Revise the Pandas tutorial excerpt from "Pandas Basics - How" up to and including "on syntactic minutia.", changing "syntactic minutia" to "fine points of syntax" and leaving all other wording unchanged.

- **SUPPLIED PASSAGE**:
::::
Pandas Basics - How to Learn Pandas (and other tools we'll use in this class):¶

But seriously: I won't teach you every little thing you need to use. I will expect you to be able to find and use functionality that gets the job done. I also won't quiz/test you on syntactic minutia.

Pandas: a library for working with tabular data¶

For demo purposes, we'll use a dataset downloaded from FiveThirtyEight, which compiled it for a 2015 article entitled Joining The Avengers Is As Deadly As Jumping Off A Four-Story Building. It catalogs information about all of the characters from the Marvel comic books that were ever members of the Avengers. You can find some meta-information about the dataset including a description of what each column means in the accompanying readme file (it's in Markdown format; one easy way to display it nicely would be to paste its contents into a Markdown cell in a notebook).

In [3]:
data_url = 'https://fw.cs.wwu.edu/~wehrwes/courses/data311_21f/data/avengers/avengers.csv'
In [4]:
import pandas as pd
df = pd.read_csv(data_url, encoding='latin-1')
df
Out[4]:
URL Name/Alias Appearances Current? Gender Probationary Introl Full/Reserve Avengers Intro Year Years since joining Honorary ... Return1 Death2 Return2 Death3 Return3 Death4 Return4 Death5 Return5 Notes
0 http://marvel.wikia.com/Henry_Pym_(Earth-616) Henry Jonathan "Hank" Pym 1269 YES MALE NaN Sep-63 1963 52 Full ... NO NaN NaN NaN NaN NaN NaN NaN NaN Merged with Ultron in Rage of Ultron Vol. 1. A...
1 http://marvel.wikia.com/Janet_van_Dyne_(Earth-... Janet van Dyne 1165 YES FEMALE NaN Sep-63 1963 52 Full ... YES NaN NaN NaN NaN NaN NaN NaN NaN Dies in Secret Invasion V1:I8. Actually was se...
::::
- **GIVEN RECORDS**:

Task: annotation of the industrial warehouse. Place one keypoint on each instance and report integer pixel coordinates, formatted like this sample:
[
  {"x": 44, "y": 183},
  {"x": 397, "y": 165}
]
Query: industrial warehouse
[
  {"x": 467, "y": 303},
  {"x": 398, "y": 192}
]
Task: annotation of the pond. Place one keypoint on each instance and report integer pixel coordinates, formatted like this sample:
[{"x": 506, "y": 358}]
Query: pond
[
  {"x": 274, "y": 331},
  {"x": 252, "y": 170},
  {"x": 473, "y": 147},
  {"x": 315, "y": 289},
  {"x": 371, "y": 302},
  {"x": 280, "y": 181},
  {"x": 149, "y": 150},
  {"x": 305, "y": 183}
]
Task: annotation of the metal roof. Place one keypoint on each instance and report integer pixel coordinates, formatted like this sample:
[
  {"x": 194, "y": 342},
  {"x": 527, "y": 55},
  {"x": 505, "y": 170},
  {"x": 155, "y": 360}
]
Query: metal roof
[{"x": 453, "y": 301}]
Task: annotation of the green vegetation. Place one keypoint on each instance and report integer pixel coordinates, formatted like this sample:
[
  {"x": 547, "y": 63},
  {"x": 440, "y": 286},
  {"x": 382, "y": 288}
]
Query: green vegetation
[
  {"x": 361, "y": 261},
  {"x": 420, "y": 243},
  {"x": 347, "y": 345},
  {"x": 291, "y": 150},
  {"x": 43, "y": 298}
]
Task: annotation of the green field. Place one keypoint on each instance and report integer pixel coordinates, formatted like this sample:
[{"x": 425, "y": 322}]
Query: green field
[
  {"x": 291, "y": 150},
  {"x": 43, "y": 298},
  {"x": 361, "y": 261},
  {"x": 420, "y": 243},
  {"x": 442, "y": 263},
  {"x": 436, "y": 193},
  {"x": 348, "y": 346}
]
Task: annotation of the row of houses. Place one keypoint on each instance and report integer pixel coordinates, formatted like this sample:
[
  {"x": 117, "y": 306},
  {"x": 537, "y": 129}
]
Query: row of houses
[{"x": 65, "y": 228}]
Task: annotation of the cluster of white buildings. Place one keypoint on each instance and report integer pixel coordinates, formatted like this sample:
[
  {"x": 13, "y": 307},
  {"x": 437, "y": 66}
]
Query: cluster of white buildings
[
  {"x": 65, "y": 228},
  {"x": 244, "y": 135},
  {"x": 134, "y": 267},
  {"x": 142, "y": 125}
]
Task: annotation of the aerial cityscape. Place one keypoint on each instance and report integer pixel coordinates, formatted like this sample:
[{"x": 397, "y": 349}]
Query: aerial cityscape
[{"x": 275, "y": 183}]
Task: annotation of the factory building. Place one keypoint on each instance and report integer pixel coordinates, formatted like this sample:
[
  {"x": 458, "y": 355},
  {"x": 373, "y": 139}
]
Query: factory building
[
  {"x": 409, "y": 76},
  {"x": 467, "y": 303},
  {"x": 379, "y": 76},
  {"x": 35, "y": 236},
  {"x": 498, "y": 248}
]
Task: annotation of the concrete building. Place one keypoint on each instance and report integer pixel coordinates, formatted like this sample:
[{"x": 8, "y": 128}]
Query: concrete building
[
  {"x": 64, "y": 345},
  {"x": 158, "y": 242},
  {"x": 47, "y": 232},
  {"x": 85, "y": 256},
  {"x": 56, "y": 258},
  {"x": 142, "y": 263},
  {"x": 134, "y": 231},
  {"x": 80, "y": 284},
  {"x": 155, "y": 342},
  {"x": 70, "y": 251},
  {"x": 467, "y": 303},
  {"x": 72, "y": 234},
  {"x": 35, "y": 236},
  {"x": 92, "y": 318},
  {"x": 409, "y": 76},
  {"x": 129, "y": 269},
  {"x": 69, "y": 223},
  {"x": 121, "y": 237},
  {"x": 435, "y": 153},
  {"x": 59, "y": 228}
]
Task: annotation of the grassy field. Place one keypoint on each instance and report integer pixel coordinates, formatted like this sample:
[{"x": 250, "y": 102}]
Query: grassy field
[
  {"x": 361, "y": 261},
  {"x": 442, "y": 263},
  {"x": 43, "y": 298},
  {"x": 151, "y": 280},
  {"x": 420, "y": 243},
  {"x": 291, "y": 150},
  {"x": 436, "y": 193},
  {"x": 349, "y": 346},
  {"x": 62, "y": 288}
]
::::
- **WRITTEN ANSWER**:
Pandas Basics - How to Learn Pandas (and other tools we'll use in this class):¶

But seriously: I won't teach you every little thing you need to use. I will expect you to be able to find and use functionality that gets the job done. I also won't quiz/test you on fine points of syntax.